[TEXTABSCHNITT]

Nun könnte man natürlich ausrufen: aber wieso ist HOUSE OF USHER ein Film, den man meiden sollte, wo Du doch sonst noch den allerletzten Trash vom Grund der Grünen Tonne zum Meisterwerk ausrufst? Hat HOUSE OF USHER nicht alles, wonach Du Dir sonst das Mäulchen leckst? Die Story ist völlig irreal, ohne Logik, ohne Verstand aus Versatzstücken zusammengezimmert, deren wenigste überhaupt miteinander harmonieren, ein Unsinn mit Gespensterkindern, hundsmiserablen Gore-Einsprengseln und einem Finale, in dem Donald Pleasance als Slasher-Killer sein Unwesen treibt: sollte das Dir, der Du Filme wie PAGANIN HORROR oder ZOMBI HOLOCAUST auf Sockel aus Gold stellst, so sehr gegen den Strich gehen? Nein, antworte ich, nicht der Inhalt von HOUSE OF USHER ist es, was mir mein Fell in die falsche Richtung bürstet, es ist vielmehr wie Birkinshaw mit dem verrückten Stoff verfährt, der ihm zur Verfügung steht. Regisseure wie, um nur einige zu nennen, Argento oder Rollin oder Franco stellen ihre unkonventionellen Stoffe, jeder auf die ihm eigene Weise, in eine Welt, die der unseren weitgehend entrückt ist. Bei ihnen scheint mir der primäre Fokus darauf zu liegen, ein visuelles Paralleluniversum zu schaffen, in dem, wie in einem Märchen oder einem Gedicht, die Gesetzmäßigkeit der sogenannten Realität derart außer Kraft gesetzt sind, dass selbst die nach rationalen Maßstäben abwegigste und absonderlichste Erzählung vollkommen plausibel herüberkommt, eben weil sie in einen absolut magischen Kontext eingebettet ist. Ballettschulen, in denen Hexen schlummern, und nackte Vampire, die im Sonnenschein einen Strand entlangspazieren, und Nazi-Zombies, die Oasen voller Kriegsgold bewachen wirken nur dann wie etwas, von dem man nicht weiß, ob man es belächeln oder sich deshalb beunruhigen sollen, wenn man hinter ihren Rücken eine Moderne aufragen sieht, in der kaum einmal das geringste Staubklümpchen Metaphysik überlebt hat. Die Kulissen, die Inszenierung, die Gesamtästhetik von HOUSE OF USHER ist nun aber Ausdruck einer solchen Moderne. Im Prinzip leugnet Birkinshaw in jeder einzelnen seiner Szenen, dass es im Kino so etwas wie Poesie überhaupt geben könnte. Ärgerlich wird HOUSE OF USHER dadurch, dass er nicht nur weit unterhalb seiner Möglichkeiten bleibt – was hätte Jess Franco aus dem gleichen Drehbuch nur für markerschütternde Phantasmagorien stricken können? -, sondern dieses Zurückbleiben auch noch zum Prinzip erhebt. Anti-Kino könnte man das nennen.

[AUFGABE]
Als was tritt Donald Pleasance laut der Filmkritik im Finale von HOUSE OF USHER auf? Die Daten stammen aus einer anderen Quelle.

[DATENINHALT]
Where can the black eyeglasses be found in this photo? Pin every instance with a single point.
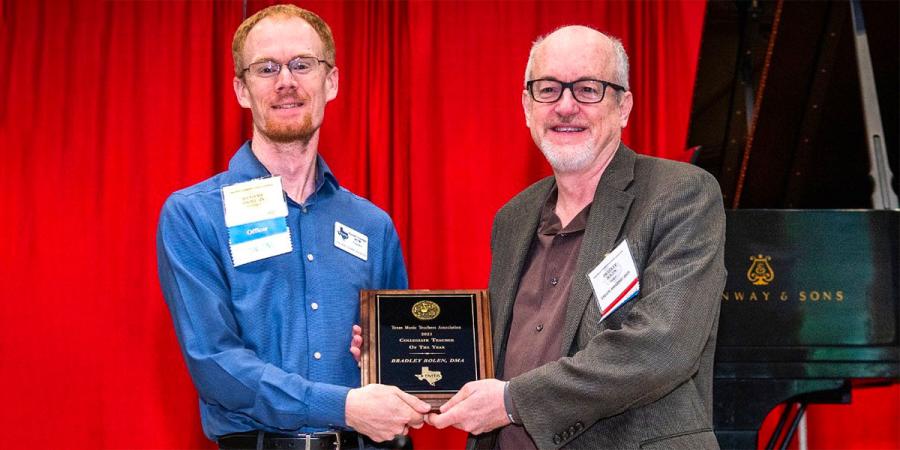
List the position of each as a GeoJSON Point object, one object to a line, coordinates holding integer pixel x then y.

[ANTWORT]
Als Slasher-Killer, der sein Unwesen treibt.